**Tasks for this exercise:**
(1) Answer these questions from the thread on new plastic PEX fittings:
(a) What did the rep claim about the plastic fittings compared with brass ones?
(b) What two things does ckoch407 say the fittings are resistant to?
(c) Which two manufacturers does ckoch407 say have the only warranty covering property damage if a fitting fails?
(2) Continue the forum thread on plastic PEX fittings from the point where it stops.

# New pex fittings



## smoldrn (Oct 4, 2010)

Anybody using the new plastic pex fittings yet? I saw some yesterday & couldn't believe how cheesy they looked. The rep was trying to say that they're stronger than brass fittings. Lead free.
Reminded me of plastic fittings on poly...scary.


----------



## Plumber patt (Jan 26, 2011)

They actually arent terrible, we have been using them for some while now and haven't had any issues, but I guess only time will tell


----------



## Phat Cat (Apr 1, 2009)

Yep, seen them. I don't care what the reps. say. Hard to re-pipe an old poly home with plastic fittings and tell the customer "this new PEX pipe and plastic fittings are much better than the poly pipe with plastic fittings." :blink:

Let someone else 'test' them for the long haul with their customers.


----------



## ckoch407 (Sep 30, 2009)

Try hitting one with a hammer and then a brass one. You'll be surprised. Not only that, they are also resistant to chlorine and aggressive water.


----------



## ckoch407 (Sep 30, 2009)

PS: Zurn and Uponor also have the only warranty that covers property damage if it fails. I don't know about anyone else, but that's putting your money where your mouth is.


----------



## U666A (Dec 11, 2010)

ckoch407 said:


> PS: ... but that's putting your money where your mouth is.


I'll say!

Sent from my iPhone using PlumbingZone


----------



## Phat Cat (Apr 1, 2009)

ckoch407 said:


> PS: Zurn and Uponor also have the only warranty that covers property damage if it fails. I don't know about anyone else, but that's putting your money where your mouth is.


Warranties mean nothing if a manufacturer goes under. Just sayin'


----------



## GREENPLUM (Jul 27, 2008)

Dataset records:

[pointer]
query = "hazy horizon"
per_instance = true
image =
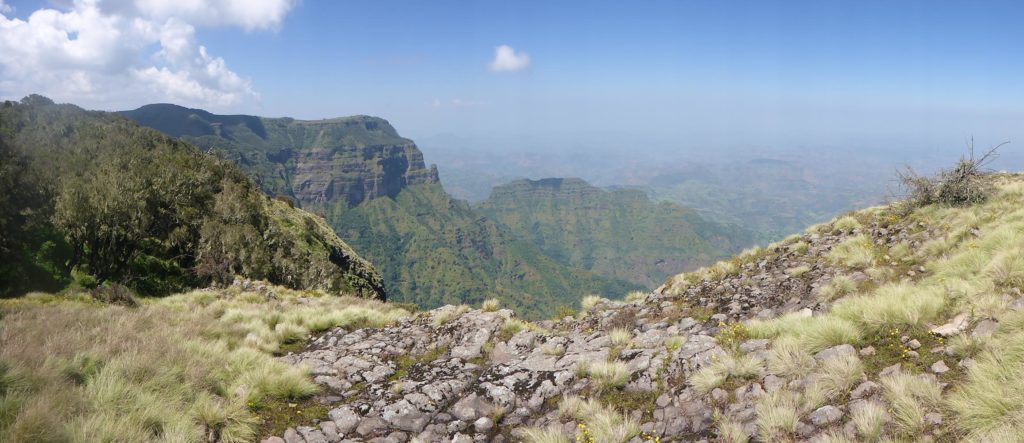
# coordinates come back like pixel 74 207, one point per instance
pixel 841 76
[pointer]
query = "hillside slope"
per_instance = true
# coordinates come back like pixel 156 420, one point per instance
pixel 375 191
pixel 619 233
pixel 96 195
pixel 876 326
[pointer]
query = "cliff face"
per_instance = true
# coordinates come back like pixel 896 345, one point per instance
pixel 619 233
pixel 347 160
pixel 159 215
pixel 376 192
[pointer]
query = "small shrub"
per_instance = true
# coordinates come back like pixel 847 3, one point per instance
pixel 839 286
pixel 910 398
pixel 598 423
pixel 729 431
pixel 893 305
pixel 673 343
pixel 798 271
pixel 114 294
pixel 491 305
pixel 855 252
pixel 589 302
pixel 846 224
pixel 724 366
pixel 443 315
pixel 620 337
pixel 787 358
pixel 562 311
pixel 551 434
pixel 869 421
pixel 966 183
pixel 839 374
pixel 777 415
pixel 553 349
pixel 604 374
pixel 636 296
pixel 513 326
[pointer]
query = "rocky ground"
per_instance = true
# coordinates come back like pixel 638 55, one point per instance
pixel 479 375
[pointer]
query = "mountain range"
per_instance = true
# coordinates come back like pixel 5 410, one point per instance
pixel 620 233
pixel 374 188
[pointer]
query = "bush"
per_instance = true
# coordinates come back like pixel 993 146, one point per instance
pixel 966 183
pixel 114 294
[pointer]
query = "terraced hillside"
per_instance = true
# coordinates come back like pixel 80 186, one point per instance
pixel 877 326
pixel 376 192
pixel 619 233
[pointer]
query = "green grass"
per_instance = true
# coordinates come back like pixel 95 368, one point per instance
pixel 812 334
pixel 787 358
pixel 724 366
pixel 777 415
pixel 604 374
pixel 846 224
pixel 597 422
pixel 840 285
pixel 174 369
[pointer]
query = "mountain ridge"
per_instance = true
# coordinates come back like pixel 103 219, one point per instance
pixel 375 190
pixel 617 232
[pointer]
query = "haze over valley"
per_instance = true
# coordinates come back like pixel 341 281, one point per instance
pixel 400 221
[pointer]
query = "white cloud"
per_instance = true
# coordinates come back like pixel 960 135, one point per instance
pixel 455 102
pixel 507 58
pixel 121 53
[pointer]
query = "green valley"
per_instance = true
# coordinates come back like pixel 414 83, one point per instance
pixel 620 233
pixel 375 190
pixel 93 200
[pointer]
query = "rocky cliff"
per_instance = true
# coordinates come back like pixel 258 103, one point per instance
pixel 617 233
pixel 876 326
pixel 346 160
pixel 375 191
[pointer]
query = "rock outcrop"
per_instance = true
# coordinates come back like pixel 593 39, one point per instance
pixel 347 160
pixel 619 232
pixel 452 377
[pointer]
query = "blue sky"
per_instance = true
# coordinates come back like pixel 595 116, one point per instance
pixel 788 72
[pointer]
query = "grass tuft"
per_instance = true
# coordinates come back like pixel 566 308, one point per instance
pixel 855 252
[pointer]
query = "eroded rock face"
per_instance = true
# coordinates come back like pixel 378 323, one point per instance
pixel 353 174
pixel 317 162
pixel 474 380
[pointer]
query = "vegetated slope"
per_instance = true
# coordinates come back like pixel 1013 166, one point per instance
pixel 346 160
pixel 880 325
pixel 374 189
pixel 771 197
pixel 95 194
pixel 619 233
pixel 189 367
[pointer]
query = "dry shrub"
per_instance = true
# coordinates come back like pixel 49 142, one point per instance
pixel 965 184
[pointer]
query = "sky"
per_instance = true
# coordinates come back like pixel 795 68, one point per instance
pixel 843 74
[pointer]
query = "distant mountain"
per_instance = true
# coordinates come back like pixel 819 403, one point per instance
pixel 350 160
pixel 616 233
pixel 374 189
pixel 96 198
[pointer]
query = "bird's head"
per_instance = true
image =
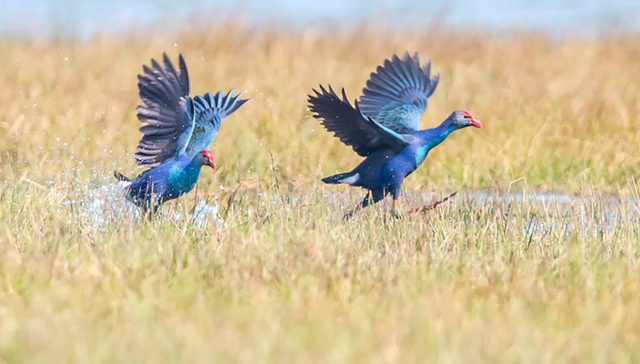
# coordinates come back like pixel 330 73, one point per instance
pixel 463 118
pixel 207 159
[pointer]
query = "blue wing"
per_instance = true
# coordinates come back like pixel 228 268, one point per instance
pixel 167 111
pixel 210 111
pixel 363 134
pixel 396 94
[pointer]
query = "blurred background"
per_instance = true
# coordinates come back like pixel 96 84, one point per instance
pixel 79 18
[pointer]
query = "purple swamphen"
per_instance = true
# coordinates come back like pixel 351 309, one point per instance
pixel 177 132
pixel 383 126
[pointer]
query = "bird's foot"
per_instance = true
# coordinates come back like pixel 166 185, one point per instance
pixel 396 214
pixel 432 205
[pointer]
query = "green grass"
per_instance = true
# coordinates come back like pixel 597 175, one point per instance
pixel 284 279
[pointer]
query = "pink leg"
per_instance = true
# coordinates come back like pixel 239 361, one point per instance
pixel 432 205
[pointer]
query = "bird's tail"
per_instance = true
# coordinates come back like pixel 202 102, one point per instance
pixel 120 177
pixel 349 178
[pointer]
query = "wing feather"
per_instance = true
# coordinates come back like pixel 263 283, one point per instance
pixel 396 94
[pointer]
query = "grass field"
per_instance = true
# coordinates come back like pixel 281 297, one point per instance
pixel 284 279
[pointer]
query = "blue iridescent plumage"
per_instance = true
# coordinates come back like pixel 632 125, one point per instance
pixel 178 129
pixel 383 126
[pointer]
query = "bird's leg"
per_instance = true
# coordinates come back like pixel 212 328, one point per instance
pixel 432 205
pixel 394 208
pixel 371 198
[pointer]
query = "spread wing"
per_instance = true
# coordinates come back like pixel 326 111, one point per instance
pixel 363 134
pixel 210 111
pixel 396 94
pixel 167 112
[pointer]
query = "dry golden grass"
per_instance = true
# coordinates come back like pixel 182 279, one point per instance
pixel 284 279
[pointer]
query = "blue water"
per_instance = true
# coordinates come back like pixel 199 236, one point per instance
pixel 85 18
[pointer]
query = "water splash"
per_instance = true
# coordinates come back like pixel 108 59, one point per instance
pixel 101 206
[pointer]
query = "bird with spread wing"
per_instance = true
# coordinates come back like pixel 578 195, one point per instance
pixel 176 133
pixel 383 127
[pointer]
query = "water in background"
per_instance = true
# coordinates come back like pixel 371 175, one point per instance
pixel 84 18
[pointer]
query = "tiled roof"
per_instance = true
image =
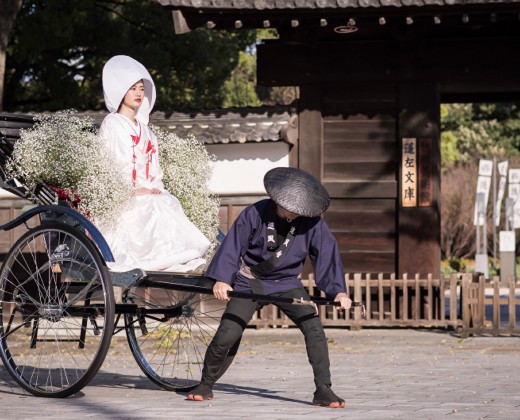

**Results for the exercise:**
(1)
(a) The rep claimed they are stronger than brass fittings.
(b) Chlorine and aggressive water.
(c) Zurn and Uponor.

(2)
ckoch407 said:


> Try hitting one with a hammer and then a brass one. You'll be surprised. Not only that, they are also resistant to chlorine and aggressive water.


 
ive done that test too, just not to a fitting that has been in use for 10 years


----------



## GREENPLUM (Jul 27, 2008)

:thumbsup::thumbsup:


PlumbCrazy said:


> Yep, seen them. I don't care what the reps. say. Hard to re-pipe an old poly home with plastic fittings and tell the customer "this new PEX pipe and plastic fittings are much better than the poly pipe with plastic fittings." :blink:
> 
> Let someone else 'test' them for the long haul with their customers.


 
:thumbup::thumbsup::thumbup::thumbsup::thumbup::thumbsup:


----------



## sheeptown44 (Oct 31, 2010)

Try sprinkling some primer on one and see what happens, danger danger they become very fragile. So be carefule with the primer around them!


----------



## RealLivePlumber (Jun 22, 2008)

ckoch407 said:


> PS: Zurn and Uponor also have the only warranty that covers property damage if it fails. I don't know about anyone else, but that's putting your money where your mouth is.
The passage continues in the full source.